#### Given passage ####

Zeinat Samouni, Amal’s widowed mother, shows the single room her family of eight are crammed into, cracked asbestos tiling covering the roof.
“The roof leaks. We put plastic jugs on the floor to catch the water,” she says. “And because we can’t buy cooking gas, we cook over a fire instead.”
Aside from their physical discomfort, it is memories of the massacre and fear of a new attack that trouble them.
“I was terrified he would choke,” she says, gesturing to a child she holds. “He was only a few weeks old at the time.”
She recounts the trauma of having another child Amal die in her arms, seeing him shelved in an overcrowded mortuary freezer, and all the while desperately wondering whether he was still alive.
“Even now, I’m still so afraid for my children, afraid that another war will come. The UAVs (unmanned drones) are always over us, and often at night the helicopters come.”
Khalid Abu Saada, a medic and the driver of the ambulance, testified to the Palestinian Centre for Human Rights: “The shell directly hit the ambulance and 10 civilians, including the two paramedics, were injured.”
The following morning, the Abd al-Dayem family and friends gathered at a funeral tent erected for Arafa. Israeli tanks again fired flechette shells, striking the gathering multiple times, killing five at the tent, one down the road, and injuring at least 25.
“The pain is still fresh, I still can’t move on since my sons’ murders,” said Sabbah Abd al-Dayem, mother of two martyrs in their twenties.
Jamal Abd al-Dayem, father of the young men, recalls: “It was clearly a mourning house, on the road, open and visible. Immediately after the first strike, the Israelis fired again. I lost two sons. One of them was newly married, his wife eight months pregnant.”
Said Abd al-Dayem, 29, died of dart injuries to his head one day later in hospital. Nafez Abd al-Dayem, 23, died immediately from the darts to his head.
Nahez Abd al-Dayem, 25, survived but retains two darts in his abdomen, one in his chest, with only the dart in his leg removed. Islam Abd al-Dayem, 16, a cousin, died after three days in hospital from the darts to his neck. Arafat Abd al-Dayem, 15, a cousin, died instantly.

#### Extracted entries ####

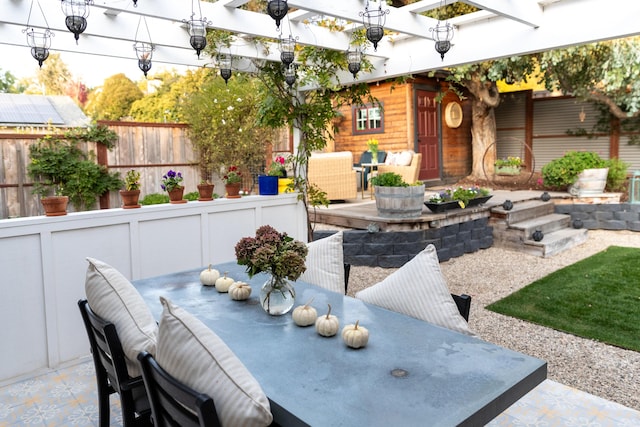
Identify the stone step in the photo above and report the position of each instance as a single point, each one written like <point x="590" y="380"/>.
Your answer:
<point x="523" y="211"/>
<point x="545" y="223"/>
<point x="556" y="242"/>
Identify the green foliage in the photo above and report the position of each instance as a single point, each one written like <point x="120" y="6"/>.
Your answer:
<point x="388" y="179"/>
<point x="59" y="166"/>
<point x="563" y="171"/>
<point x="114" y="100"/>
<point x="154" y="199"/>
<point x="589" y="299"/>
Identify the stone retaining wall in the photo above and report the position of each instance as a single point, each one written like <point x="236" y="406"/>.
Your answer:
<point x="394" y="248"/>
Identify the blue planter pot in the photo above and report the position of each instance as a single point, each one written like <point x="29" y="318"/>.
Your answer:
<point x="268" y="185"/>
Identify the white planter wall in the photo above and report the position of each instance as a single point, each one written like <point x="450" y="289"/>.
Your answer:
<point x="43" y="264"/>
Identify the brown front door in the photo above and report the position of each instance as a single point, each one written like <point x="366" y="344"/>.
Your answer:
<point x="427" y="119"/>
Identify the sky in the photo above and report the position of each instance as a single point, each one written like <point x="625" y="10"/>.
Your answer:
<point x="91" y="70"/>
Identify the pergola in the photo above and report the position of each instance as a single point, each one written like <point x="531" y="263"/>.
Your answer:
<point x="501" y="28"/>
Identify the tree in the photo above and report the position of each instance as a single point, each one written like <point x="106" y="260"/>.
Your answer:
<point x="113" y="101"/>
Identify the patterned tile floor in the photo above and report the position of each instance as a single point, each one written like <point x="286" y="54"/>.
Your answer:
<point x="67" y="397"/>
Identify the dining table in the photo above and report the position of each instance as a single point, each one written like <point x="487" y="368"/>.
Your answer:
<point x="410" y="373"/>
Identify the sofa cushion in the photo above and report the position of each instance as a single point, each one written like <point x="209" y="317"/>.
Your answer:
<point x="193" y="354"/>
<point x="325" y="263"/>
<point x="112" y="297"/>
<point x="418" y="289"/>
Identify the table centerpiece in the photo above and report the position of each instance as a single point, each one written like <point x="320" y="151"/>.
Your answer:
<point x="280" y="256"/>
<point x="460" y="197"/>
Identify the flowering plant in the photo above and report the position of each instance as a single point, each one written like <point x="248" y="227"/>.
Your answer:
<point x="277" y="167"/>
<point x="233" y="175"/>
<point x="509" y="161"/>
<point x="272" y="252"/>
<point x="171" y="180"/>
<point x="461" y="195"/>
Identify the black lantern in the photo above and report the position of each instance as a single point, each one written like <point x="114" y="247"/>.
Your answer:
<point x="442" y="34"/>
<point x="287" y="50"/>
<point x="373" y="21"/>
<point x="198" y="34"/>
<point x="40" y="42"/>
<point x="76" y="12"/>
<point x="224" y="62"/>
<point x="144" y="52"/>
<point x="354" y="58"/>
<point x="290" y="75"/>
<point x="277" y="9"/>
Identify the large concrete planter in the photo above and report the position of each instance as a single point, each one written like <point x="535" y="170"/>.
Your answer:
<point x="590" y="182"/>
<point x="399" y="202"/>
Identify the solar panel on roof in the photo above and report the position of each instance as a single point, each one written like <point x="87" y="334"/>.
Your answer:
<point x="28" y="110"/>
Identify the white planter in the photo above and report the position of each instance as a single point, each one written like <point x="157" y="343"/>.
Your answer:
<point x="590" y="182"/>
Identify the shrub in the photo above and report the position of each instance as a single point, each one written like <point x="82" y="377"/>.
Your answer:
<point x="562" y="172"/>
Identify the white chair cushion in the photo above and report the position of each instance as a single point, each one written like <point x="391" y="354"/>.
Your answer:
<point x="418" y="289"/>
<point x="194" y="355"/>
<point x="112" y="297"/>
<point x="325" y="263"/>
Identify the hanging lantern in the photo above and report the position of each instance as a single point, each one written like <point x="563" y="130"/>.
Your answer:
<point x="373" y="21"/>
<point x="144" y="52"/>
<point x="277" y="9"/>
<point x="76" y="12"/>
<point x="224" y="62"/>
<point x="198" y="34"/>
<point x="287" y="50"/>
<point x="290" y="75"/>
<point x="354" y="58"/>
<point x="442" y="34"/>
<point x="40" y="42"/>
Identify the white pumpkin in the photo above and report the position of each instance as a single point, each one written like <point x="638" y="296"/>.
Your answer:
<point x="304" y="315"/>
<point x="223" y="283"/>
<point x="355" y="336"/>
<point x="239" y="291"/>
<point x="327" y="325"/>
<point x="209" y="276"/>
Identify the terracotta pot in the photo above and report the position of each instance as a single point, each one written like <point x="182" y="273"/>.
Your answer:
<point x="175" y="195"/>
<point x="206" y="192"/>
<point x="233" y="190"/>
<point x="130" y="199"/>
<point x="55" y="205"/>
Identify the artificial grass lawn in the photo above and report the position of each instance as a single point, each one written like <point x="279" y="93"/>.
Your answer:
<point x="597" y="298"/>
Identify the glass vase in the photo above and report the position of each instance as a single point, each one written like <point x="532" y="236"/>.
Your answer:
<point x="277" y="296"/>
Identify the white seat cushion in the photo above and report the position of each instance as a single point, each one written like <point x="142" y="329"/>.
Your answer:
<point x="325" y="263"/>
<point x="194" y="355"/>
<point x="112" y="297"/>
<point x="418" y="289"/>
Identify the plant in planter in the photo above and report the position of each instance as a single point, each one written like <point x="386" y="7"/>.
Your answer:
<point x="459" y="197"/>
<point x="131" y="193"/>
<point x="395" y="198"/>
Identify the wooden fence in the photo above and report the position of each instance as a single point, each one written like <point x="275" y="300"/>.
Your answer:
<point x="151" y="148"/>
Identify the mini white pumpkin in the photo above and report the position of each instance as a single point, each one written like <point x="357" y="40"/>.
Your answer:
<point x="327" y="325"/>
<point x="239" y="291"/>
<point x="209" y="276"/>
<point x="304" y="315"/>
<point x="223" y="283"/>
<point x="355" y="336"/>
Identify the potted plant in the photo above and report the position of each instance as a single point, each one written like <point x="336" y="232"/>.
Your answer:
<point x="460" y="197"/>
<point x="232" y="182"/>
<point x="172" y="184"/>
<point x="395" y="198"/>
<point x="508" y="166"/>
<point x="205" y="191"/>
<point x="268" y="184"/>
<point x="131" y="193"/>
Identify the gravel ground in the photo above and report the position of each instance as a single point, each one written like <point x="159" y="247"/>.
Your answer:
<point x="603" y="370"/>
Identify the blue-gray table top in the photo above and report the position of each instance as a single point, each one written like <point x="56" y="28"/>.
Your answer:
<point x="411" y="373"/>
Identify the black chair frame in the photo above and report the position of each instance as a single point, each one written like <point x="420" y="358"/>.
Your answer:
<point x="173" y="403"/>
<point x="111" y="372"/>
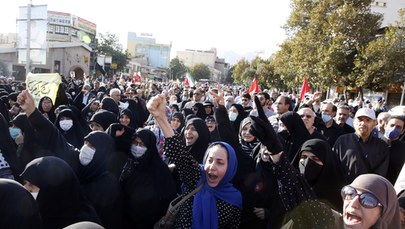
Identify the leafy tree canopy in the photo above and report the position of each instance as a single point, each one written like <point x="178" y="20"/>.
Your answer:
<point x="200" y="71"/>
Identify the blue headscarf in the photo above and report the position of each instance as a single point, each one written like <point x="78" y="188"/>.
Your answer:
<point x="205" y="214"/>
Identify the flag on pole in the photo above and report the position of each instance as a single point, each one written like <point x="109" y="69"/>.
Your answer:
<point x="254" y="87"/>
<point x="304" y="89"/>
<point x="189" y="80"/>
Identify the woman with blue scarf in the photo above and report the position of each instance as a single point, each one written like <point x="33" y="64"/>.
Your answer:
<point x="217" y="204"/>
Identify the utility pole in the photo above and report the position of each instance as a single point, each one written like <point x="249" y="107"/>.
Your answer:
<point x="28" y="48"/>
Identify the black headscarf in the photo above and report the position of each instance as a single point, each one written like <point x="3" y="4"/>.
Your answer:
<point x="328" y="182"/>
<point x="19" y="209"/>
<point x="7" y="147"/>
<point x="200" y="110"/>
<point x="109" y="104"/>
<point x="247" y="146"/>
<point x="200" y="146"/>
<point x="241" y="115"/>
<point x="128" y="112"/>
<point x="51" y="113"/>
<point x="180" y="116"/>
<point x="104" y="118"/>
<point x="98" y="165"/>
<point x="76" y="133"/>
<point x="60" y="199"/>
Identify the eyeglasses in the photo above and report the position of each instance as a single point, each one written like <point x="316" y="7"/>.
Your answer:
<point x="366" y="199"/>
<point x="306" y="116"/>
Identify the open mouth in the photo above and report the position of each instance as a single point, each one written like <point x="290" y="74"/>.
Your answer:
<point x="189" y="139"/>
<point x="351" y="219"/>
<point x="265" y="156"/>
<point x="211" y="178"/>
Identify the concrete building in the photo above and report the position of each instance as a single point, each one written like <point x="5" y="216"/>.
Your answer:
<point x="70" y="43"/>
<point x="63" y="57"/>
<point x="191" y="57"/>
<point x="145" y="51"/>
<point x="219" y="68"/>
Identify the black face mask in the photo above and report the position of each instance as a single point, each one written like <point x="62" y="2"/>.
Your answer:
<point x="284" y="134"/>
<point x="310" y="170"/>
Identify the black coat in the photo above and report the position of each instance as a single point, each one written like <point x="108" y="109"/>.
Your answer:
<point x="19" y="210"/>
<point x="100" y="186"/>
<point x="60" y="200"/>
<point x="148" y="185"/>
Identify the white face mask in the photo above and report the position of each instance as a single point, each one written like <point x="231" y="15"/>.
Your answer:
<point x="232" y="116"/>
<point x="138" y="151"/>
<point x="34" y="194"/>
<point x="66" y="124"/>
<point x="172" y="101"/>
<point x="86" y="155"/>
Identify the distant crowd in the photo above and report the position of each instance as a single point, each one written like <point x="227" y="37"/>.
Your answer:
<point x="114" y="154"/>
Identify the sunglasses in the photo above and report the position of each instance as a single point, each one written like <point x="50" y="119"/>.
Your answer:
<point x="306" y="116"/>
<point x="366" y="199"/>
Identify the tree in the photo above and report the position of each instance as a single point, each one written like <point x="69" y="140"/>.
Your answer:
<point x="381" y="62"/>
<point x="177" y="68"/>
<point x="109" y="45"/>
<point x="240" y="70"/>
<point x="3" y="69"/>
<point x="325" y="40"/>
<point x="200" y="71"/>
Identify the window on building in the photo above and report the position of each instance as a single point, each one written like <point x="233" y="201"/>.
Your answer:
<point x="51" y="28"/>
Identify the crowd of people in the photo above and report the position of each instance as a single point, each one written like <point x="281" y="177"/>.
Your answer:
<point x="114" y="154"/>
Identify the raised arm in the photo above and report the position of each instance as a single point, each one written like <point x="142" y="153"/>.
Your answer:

####

:: Action item ::
Reproduce, word for word, the part of the passage on the Samouni and Abd al-Dayem families that begins at the words "She recounts the" and stops after "at least 25.". None of the rows is needed here.

:: Solution to this exercise ::
She recounts the trauma of having another child Amal die in her arms, seeing him shelved in an overcrowded mortuary freezer, and all the while desperately wondering whether he was still alive.
“Even now, I’m still so afraid for my children, afraid that another war will come. The UAVs (unmanned drones) are always over us, and often at night the helicopters come.”
Khalid Abu Saada, a medic and the driver of the ambulance, testified to the Palestinian Centre for Human Rights: “The shell directly hit the ambulance and 10 civilians, including the two paramedics, were injured.”
The following morning, the Abd al-Dayem family and friends gathered at a funeral tent erected for Arafa. Israeli tanks again fired flechette shells, striking the gathering multiple times, killing five at the tent, one down the road, and injuring at least 25.